→ Task details: Copy out every one of the records below word for word.

•••••

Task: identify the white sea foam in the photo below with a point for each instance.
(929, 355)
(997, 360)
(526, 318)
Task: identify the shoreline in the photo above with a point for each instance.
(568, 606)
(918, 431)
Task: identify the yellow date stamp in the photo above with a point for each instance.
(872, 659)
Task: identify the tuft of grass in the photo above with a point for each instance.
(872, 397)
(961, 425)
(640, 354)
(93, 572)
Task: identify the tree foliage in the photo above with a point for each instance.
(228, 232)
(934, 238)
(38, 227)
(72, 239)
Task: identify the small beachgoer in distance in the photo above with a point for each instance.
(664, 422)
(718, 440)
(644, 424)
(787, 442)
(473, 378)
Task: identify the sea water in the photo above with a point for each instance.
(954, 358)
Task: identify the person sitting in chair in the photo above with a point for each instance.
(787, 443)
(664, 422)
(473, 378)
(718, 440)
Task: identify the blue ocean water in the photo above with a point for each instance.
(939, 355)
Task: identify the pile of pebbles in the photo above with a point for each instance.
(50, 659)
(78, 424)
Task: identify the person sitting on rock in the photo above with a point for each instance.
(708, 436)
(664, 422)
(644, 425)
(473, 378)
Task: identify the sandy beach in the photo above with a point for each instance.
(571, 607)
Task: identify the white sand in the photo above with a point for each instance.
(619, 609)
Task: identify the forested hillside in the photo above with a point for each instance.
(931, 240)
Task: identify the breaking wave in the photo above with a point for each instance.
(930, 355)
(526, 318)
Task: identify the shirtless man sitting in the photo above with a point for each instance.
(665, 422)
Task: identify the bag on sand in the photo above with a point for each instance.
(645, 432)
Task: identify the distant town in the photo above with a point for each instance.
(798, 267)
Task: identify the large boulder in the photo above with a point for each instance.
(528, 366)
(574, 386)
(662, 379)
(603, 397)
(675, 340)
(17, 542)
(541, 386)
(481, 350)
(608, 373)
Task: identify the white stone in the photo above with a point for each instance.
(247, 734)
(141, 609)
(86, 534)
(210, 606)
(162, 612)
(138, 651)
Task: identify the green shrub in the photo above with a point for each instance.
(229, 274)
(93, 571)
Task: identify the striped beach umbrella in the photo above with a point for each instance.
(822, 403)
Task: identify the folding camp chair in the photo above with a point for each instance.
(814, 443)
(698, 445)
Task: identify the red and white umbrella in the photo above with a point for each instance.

•••••

→ Exercise solution:
Task: identify the white sea foam in the photo below with a point for each instance.
(929, 355)
(997, 360)
(526, 318)
Task: identify the shoreline in the photo above with a point for each instance.
(568, 606)
(918, 431)
Task: identify the yellow date stamp in the photo above with a point for each instance.
(872, 659)
Task: identify the tuft of grass in the photo above with a point for each instance.
(872, 397)
(961, 425)
(640, 354)
(93, 572)
Task: identify the tree foliage in the photo above with a point for each instance.
(228, 232)
(934, 238)
(38, 227)
(72, 239)
Task: identify the small beachgoer in distance in the photo above with a point for each instance.
(664, 422)
(718, 440)
(644, 424)
(787, 442)
(473, 378)
Task: identify the sea water in the photo above with a point for each instance.
(954, 358)
Task: identify the person sitting in chair in the photo above with a point for each instance.
(787, 443)
(664, 422)
(473, 378)
(718, 440)
Task: identify the blue ocean water in the photo above with a point for each instance.
(939, 355)
Task: identify the pile of pebbles in the photo above with a point for each instance.
(50, 659)
(78, 424)
Task: identify the person sitting on rock in the photo above with a point for each instance.
(708, 436)
(664, 422)
(644, 425)
(473, 378)
Task: identify the sandy beach in the photo above with a point for each instance.
(571, 607)
Task: identify the white sand in the photo above with a point for each instance.
(619, 609)
Task: identify the forested hillside in the photo above with a point for each instance.
(931, 240)
Task: identify the breaking wave in the photo above with a point for each instance.
(930, 355)
(526, 318)
Task: identify the shirtless man sitting in the photo above with a point for each instance.
(665, 422)
Task: identify the bag on sand in the photo above with a point for each instance.
(645, 432)
Task: identify the distant town in the photo above with a point for each instance.
(798, 267)
Task: identify the large boulder in the photo above with a point for each instance.
(528, 366)
(574, 386)
(662, 379)
(603, 397)
(675, 340)
(17, 542)
(541, 386)
(481, 350)
(608, 373)
Task: identify the white stone in the photo above with a point for each instance.
(247, 734)
(141, 609)
(86, 534)
(210, 606)
(162, 612)
(138, 651)
Task: identify the green shrub in the photo above with a point for each instance.
(229, 274)
(93, 571)
Task: identify the striped beach umbrella in the photo above with a point for each instance.
(822, 403)
Task: identify the folding camp chair in the photo above with a point for each instance.
(814, 443)
(698, 445)
Task: identify the red and white umbrella in the photo above with a point for each instance.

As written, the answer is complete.